Written exercise – Copy out the material below line for line, without changing anything, but leave out the pictures.

— START Supplied records —

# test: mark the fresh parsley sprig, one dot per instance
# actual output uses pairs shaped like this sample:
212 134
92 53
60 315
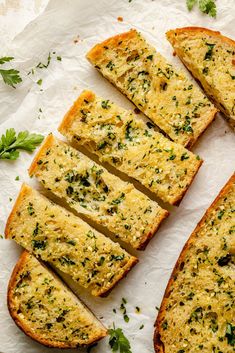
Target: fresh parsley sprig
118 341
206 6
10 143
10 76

— END Supplied records —

Right answer –
# test: mark the fresh parsley sprig, one dot per instance
# actual output uses pairs shaped like this sample:
212 134
92 53
60 315
Target: fresh parsley sprig
118 341
206 6
10 143
10 76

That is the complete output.